--- BEGIN ---

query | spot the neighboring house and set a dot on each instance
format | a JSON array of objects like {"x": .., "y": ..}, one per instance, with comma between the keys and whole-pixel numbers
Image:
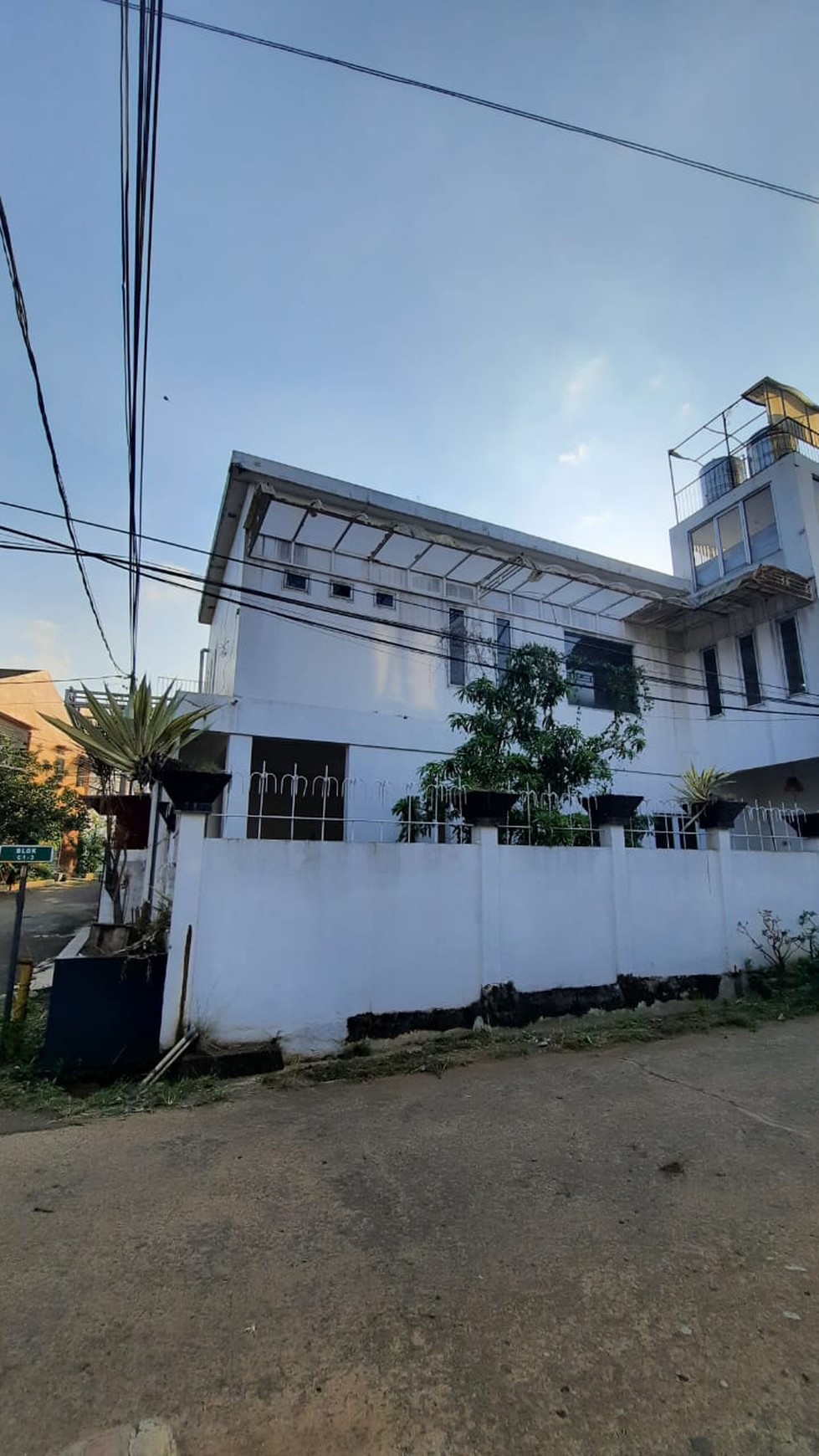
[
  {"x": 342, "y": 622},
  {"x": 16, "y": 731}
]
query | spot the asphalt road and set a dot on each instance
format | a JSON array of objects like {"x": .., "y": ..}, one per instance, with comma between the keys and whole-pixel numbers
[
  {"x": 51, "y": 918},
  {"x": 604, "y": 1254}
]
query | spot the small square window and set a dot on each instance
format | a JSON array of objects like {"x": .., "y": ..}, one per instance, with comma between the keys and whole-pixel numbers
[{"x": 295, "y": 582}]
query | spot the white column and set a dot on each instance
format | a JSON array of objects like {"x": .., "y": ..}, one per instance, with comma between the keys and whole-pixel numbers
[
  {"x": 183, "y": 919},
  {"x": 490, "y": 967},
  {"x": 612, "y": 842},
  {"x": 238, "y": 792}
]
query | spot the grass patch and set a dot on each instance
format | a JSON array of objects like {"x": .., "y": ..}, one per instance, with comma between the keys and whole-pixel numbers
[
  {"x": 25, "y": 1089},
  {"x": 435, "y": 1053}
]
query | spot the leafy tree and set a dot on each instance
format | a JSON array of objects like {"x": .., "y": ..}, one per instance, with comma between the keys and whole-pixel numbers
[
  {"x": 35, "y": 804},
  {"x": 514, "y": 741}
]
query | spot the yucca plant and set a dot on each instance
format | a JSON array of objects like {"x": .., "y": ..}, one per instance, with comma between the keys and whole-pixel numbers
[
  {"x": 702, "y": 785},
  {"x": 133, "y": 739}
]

--- END ---
--- BEGIN ---

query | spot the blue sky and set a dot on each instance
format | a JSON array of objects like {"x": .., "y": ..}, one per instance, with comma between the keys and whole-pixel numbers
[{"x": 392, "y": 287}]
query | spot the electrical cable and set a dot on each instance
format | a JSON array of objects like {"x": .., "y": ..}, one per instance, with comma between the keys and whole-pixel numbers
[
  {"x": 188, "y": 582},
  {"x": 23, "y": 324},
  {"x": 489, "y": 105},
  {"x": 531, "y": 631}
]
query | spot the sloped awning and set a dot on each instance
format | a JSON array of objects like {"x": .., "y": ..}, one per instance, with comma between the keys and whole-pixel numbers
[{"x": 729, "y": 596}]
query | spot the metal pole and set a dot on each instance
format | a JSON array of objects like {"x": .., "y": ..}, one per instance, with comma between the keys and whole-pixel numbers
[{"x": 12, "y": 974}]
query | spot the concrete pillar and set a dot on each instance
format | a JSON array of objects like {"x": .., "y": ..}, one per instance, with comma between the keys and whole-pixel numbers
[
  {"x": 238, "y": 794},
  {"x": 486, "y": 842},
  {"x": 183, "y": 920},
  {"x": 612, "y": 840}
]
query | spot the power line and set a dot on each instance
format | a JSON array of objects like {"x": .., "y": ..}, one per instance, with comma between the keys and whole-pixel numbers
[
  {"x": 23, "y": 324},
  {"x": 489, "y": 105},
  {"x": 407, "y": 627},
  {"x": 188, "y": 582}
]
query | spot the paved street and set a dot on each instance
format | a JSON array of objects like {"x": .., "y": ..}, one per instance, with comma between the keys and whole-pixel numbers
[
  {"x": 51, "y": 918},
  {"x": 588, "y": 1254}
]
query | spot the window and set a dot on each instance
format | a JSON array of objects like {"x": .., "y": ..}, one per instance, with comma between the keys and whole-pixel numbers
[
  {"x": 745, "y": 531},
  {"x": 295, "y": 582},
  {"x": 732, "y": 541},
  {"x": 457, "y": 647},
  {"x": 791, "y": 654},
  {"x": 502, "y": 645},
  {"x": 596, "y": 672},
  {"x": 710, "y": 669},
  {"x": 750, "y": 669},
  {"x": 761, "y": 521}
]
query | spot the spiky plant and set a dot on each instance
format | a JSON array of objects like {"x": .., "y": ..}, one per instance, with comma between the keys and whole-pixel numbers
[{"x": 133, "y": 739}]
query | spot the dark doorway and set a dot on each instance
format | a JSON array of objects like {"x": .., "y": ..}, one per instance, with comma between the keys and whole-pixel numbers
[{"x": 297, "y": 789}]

--- END ---

EXERCISE: Which rows above contain the string "window", counting only matches with the same case? List each of those rows in full.

REPLY TO THE EXERCISE:
query | spot the small square window and set a dot on each instance
query | spot the window and set a dot on each instance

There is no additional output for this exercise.